● Text excerpt
The remote seems a bit finicky in that I seem to need to press a button more than once for it to register and flash....but I don't know if it's the remote, the sensor, or the aiming. However, I'm running continuously in 24/7 mode so I'm not playing with the remote much at all. I like that it remembers whatever the mode was when power is cut and in 24/7 mode, always comes back on at 6am feature time, which allows the use of a timer (on at 6am, off at midnight). 

In 24/7 mode the light will flicker for an instant when it ramps up/down to greater/less intensity, but this is to be expected. I don't know if there's any kind of flicker at other settings (e.g. max).

It would be interesting to see how the light performs on max for say 6 hours a day, but 24/7 is working so well for me, I just haven't bothered.


----------



## ScottR88 (Dec 4, 2016)

AbbeysDad said:


> I've had my Finnex Planted+ 24/7 since April/May, so 7 months now. I'm running in 24/7 mode from 6am until midnight (18 hrs/day).
> 
> The remote seems a bit finicky in that I seem to need to press a button more than once for it to register and flash....but I don't know if it's the remote, the sensor, or the aiming. However, I'm running continuously in 24/7 mode so I'm not playing with the remote much at all. I like that it remembers whatever the mode was when power is cut and in 24/7 mode, always comes back on at 6am feature time, which allows the use of a timer (on at 6am, off at midnight).
> 
> ...



Remembering the previous mode is a nice feature during a power outage. My only concern is long term reliability. You are paying a premium for Fluval's 3 year warranty.


----------

● Brief
In the forum thread about the Finnex Planted+ 24/7 light, reproduce word for word everything from "In 24/7 mode the" down to "(Dec 4, 2016)".

● Recorded information

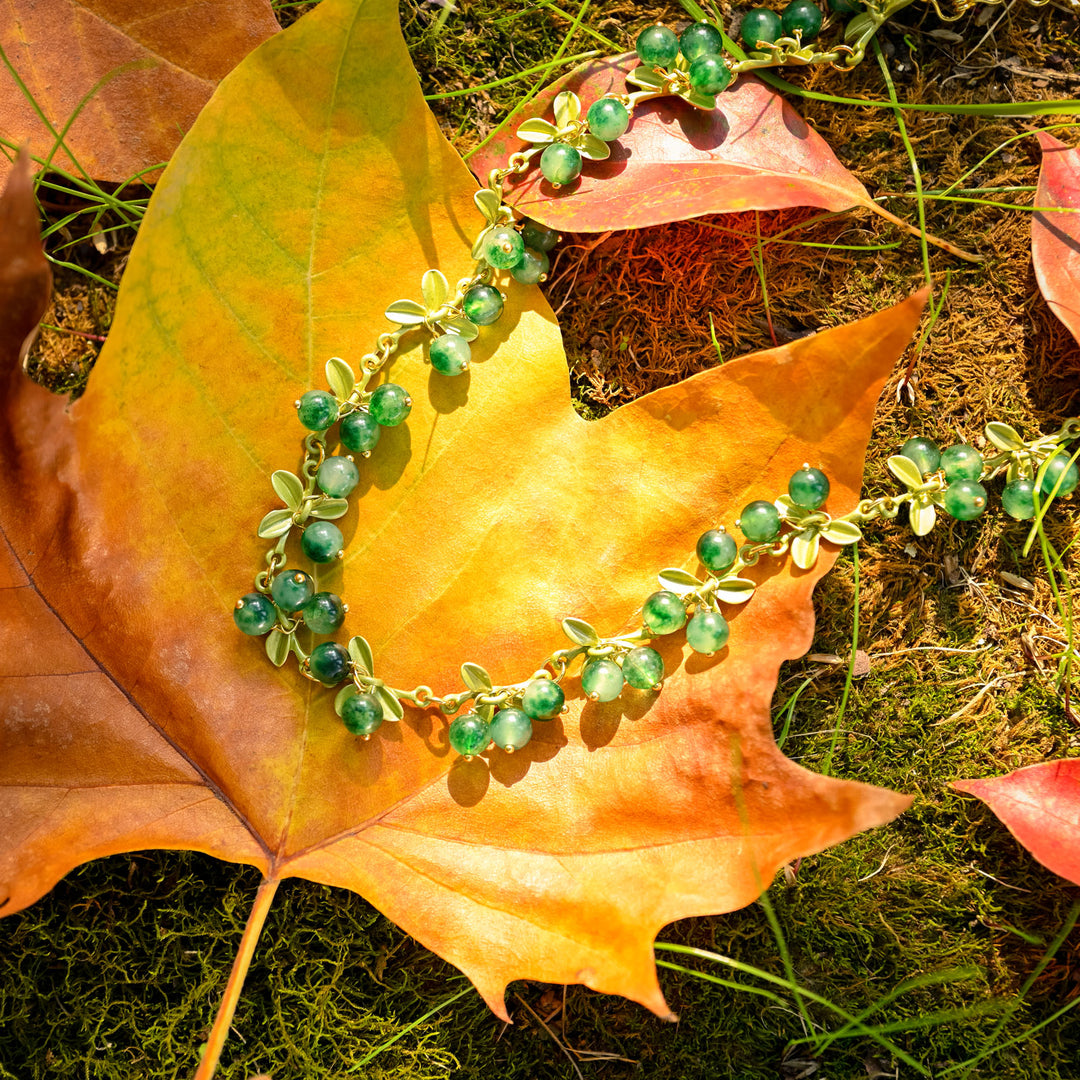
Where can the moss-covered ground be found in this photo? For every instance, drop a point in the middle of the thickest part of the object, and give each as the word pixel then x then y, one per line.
pixel 118 972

● The output
In 24/7 mode the light will flicker for an instant when it ramps up/down to greater/less intensity, but this is to be expected. I don't know if there's any kind of flicker at other settings (e.g. max).

It would be interesting to see how the light performs on max for say 6 hours a day, but 24/7 is working so well for me, I just haven't bothered.


----------



## ScottR88 (Dec 4, 2016)